The records
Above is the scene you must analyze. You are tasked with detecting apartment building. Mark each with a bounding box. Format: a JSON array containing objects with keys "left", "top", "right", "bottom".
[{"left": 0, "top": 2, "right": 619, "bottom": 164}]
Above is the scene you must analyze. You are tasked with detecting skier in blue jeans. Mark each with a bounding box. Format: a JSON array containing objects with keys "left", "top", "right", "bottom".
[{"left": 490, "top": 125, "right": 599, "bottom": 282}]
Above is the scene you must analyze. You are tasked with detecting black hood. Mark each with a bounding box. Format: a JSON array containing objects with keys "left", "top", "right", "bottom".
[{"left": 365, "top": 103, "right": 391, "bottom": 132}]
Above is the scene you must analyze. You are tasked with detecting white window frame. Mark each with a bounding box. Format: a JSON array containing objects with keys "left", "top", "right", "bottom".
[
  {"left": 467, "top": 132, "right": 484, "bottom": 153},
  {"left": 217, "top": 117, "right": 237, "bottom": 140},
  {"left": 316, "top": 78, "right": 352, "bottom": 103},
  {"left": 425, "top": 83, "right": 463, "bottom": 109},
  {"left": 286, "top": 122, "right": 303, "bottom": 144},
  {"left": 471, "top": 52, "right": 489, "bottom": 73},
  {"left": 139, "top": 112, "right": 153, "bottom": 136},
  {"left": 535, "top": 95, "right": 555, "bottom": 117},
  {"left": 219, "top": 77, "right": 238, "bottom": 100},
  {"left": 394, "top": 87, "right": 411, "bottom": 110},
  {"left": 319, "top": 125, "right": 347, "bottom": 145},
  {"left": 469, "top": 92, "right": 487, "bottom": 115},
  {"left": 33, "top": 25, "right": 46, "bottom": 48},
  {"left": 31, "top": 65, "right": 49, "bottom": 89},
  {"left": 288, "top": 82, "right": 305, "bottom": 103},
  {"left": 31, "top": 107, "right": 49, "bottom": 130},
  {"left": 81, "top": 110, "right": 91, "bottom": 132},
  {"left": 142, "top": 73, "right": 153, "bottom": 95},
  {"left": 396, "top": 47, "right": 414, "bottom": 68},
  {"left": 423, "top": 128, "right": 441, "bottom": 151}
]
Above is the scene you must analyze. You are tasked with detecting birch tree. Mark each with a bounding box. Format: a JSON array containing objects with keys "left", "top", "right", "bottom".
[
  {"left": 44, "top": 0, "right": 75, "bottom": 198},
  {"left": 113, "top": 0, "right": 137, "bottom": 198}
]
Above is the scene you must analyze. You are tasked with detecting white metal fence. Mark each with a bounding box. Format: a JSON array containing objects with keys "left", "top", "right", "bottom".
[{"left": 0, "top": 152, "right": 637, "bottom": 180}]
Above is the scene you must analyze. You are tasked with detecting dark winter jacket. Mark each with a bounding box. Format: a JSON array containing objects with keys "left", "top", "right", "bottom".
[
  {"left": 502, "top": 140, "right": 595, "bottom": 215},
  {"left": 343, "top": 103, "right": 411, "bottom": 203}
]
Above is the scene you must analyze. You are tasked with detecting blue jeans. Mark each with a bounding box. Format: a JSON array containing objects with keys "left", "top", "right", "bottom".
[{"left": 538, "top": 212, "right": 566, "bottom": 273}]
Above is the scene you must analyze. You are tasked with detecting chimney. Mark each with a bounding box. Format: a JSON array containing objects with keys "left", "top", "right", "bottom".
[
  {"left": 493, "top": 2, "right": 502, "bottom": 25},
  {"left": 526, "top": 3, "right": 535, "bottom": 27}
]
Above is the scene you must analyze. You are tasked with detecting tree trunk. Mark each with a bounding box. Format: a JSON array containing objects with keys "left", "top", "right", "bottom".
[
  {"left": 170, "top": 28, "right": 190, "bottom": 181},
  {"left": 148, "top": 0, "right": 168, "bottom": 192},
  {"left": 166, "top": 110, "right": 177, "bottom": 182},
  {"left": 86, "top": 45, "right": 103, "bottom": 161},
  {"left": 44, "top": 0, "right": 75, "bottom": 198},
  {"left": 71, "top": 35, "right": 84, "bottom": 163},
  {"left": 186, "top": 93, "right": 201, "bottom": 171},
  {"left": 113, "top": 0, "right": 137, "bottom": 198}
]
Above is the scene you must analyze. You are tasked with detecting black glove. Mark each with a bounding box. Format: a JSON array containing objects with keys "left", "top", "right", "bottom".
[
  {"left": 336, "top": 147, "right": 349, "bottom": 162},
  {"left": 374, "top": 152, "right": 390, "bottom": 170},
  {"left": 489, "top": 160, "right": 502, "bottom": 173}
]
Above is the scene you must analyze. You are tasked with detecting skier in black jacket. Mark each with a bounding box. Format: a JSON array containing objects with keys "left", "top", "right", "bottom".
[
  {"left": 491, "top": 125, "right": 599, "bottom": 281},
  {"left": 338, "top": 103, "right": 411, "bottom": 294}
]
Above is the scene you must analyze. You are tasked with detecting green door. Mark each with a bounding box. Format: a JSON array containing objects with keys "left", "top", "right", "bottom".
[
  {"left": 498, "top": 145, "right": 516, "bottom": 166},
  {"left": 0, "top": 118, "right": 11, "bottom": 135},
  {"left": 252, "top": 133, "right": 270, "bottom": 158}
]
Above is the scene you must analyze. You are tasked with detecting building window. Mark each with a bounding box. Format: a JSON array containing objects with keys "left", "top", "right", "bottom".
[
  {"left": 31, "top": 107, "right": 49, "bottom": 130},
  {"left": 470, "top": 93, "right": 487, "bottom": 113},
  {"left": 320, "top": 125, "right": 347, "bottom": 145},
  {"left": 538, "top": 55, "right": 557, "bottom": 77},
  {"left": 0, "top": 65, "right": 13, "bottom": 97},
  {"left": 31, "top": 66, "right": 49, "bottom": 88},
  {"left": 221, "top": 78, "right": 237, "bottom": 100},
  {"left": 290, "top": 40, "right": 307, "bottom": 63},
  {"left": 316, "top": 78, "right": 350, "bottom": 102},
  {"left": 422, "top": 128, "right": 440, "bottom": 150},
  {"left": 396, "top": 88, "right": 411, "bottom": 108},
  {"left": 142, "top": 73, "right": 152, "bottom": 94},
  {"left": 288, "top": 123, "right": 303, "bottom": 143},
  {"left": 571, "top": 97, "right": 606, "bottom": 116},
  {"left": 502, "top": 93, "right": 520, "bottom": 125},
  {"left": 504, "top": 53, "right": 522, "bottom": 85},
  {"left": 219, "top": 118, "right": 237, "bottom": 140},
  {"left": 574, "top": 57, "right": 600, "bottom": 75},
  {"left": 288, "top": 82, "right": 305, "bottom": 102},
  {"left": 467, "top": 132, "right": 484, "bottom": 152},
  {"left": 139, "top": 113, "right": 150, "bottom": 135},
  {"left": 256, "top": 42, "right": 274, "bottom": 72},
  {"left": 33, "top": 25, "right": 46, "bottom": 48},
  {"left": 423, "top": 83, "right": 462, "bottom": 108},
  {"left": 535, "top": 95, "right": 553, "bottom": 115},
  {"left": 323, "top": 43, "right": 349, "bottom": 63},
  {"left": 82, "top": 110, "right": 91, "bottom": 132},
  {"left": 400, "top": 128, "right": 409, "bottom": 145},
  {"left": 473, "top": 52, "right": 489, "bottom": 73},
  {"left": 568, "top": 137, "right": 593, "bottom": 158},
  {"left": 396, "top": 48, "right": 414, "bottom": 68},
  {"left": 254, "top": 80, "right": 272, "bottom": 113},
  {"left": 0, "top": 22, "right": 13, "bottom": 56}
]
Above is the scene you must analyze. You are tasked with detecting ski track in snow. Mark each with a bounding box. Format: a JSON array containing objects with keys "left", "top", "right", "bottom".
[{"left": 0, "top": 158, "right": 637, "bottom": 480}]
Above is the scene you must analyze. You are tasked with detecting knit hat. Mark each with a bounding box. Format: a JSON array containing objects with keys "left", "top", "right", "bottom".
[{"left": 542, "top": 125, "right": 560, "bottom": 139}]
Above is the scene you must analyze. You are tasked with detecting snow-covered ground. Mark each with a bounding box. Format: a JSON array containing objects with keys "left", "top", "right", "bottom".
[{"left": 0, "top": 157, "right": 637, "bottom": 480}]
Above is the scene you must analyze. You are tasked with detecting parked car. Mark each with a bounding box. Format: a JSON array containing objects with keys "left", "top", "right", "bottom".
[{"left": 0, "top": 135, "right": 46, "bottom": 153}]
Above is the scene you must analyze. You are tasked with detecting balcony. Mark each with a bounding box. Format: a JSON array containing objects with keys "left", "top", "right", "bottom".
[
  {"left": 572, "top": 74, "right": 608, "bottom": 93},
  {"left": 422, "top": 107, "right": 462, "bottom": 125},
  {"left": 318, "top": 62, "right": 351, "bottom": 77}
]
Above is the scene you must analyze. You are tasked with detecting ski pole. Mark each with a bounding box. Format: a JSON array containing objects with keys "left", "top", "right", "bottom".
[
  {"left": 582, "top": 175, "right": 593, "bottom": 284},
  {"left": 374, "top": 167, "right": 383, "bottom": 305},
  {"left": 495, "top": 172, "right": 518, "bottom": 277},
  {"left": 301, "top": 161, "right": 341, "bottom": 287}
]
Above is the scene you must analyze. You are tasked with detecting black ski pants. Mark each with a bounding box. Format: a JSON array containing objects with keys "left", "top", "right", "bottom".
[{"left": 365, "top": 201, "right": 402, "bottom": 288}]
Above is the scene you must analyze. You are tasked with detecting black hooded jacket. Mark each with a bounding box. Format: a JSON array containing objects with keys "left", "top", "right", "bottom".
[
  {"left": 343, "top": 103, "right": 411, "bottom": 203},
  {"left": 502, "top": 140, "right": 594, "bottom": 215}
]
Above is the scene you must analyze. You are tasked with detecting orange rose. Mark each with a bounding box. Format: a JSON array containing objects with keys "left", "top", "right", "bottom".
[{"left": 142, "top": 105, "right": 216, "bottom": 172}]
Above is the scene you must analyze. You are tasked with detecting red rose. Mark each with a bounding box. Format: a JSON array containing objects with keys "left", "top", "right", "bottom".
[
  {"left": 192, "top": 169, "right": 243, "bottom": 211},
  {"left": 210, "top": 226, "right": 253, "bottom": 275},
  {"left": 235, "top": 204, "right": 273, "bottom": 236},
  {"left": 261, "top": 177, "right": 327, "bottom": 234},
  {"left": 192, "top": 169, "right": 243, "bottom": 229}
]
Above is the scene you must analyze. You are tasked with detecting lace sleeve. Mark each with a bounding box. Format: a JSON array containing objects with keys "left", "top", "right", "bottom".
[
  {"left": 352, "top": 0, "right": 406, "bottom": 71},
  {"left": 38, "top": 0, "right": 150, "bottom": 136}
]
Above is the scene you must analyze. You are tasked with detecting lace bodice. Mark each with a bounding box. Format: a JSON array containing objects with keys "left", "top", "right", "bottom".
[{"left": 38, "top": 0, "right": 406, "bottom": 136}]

Required task
In the entries above, take the line containing "detecting lace sleeve." and each later line through the last, and repeat them exactly. Output nothing else.

Answer for this exercise
Above is the scene you must analyze. You are tasked with detecting lace sleeve. Mark each with a bounding box. Format: a JSON array containing objects with keys "left", "top", "right", "bottom".
[
  {"left": 352, "top": 0, "right": 406, "bottom": 71},
  {"left": 38, "top": 0, "right": 150, "bottom": 136}
]
Above is the scene you must analyze. You are tasked with detecting lace bodice. Mark each with a bounding box. Format: a JSON array containing objects with keys "left", "top", "right", "bottom".
[{"left": 38, "top": 0, "right": 406, "bottom": 136}]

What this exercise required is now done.